(TAREAS ESCRITAS)
(1) Enumere los valores de la cultura y la espiritualidad de las que, según el documento, los destinatarios han de ser promotores.
(2) Reescriba como lista JSON de cadenas, una por línea y sin líneas en blanco, el tramo del listado que comienza en la línea que contiene "of the soil?" y se extiende hasta el final del listado, ambos extremos incluidos.

**** DOCUMENTO

Antes de concluir, me gustaría pediros, como presidentes y ministros de la caridad en la Iglesia, que deis nuevo vigor en vosotros mismos y en vuestro entorno a sentimientos de misericordia y compasión, capaces de responder a situaciones de graves carencias en la sociedad. Que se instituyan organizaciones y se perfeccionen las ya existentes, para que puedan responder con creatividad a todas las pobrezas, incluida la de la falta de sentido de la vida y la ausencia de esperanza. Es muy loable el esfuerzo que hacéis para ayudar a las diócesis más necesitadas, especialmente en los países de habla portuguesa. Que las dificultades que ahora se hacen sentir mayormente no os debiliten en la lógica del don. Que siga siendo muy vivo en el País vuestro testimonio de profetas de justicia y de paz, defensores de los derechos inalienables de la persona, uniendo vuestra voz a la de los más débiles, a los que sabiamente habéis motivado a que tengan su propia voz, sin temer nun­ca levantar vuestra voz en favor de los oprimidos, los humillados y maltratados.

A la vez que os encomiendo a Nuestra Señora de Fátima, pidiéndole que os sostenga maternalmente en los retos que se os presentan, para que seáis promotores de una cultura y una espiritualidad de caridad y de paz, de esperanza y justicia, de fe y de servicio, os imparto de corazón la Bendición Apostólica, que se extiende a vuestros familiares y a vuestras comunidades diocesanas.

********
**** MATERIAL DEL EJERCICIO

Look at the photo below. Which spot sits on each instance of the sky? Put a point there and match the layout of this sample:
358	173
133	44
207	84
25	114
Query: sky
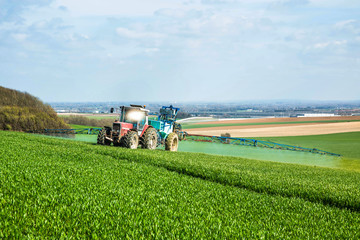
181	50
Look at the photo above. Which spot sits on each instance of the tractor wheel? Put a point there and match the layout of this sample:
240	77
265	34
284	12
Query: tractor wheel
102	138
149	140
131	140
172	142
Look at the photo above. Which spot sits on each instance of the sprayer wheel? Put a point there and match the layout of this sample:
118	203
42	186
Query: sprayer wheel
172	142
149	139
102	138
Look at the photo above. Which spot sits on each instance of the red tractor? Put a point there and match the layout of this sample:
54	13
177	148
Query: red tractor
133	128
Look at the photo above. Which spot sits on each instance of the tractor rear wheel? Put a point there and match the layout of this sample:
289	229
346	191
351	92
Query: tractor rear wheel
172	142
149	139
131	140
102	138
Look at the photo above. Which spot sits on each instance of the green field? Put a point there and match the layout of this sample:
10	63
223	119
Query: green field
204	125
346	144
58	188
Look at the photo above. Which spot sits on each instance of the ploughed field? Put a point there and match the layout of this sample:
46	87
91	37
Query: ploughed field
271	127
58	188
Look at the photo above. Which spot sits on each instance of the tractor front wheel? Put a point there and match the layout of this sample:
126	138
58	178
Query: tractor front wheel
172	142
131	140
149	140
102	138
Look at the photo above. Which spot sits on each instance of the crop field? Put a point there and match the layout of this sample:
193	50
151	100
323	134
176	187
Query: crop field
271	127
346	144
67	189
224	124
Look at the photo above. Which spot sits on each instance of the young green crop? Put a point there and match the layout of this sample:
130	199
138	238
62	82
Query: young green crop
52	188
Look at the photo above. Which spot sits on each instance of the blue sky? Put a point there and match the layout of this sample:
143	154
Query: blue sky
190	50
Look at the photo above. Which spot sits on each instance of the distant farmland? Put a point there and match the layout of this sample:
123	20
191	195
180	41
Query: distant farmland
276	127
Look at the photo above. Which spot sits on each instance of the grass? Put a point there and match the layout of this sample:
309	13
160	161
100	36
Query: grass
202	125
346	144
65	189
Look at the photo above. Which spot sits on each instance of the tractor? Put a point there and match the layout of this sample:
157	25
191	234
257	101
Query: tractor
133	128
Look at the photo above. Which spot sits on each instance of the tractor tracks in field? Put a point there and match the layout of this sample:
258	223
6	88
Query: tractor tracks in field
212	175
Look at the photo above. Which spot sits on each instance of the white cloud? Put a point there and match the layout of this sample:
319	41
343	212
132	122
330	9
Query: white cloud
124	32
20	36
331	43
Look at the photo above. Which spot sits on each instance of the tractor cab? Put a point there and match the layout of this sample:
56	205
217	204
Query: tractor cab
136	115
133	128
168	114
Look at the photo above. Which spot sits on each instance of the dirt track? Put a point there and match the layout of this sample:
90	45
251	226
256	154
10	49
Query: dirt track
280	130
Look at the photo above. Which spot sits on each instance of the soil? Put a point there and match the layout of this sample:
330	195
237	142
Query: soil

********

(RESPUESTAS)
(1) Caridad, paz, esperanza, justicia, fe y servicio.

(2)
[
  "Look at the photo above. Which spot sits on each instance of the soil? Put a point there and match the layout of this sample:",
  "330\t195",
  "237\t142",
  "Query: soil"
]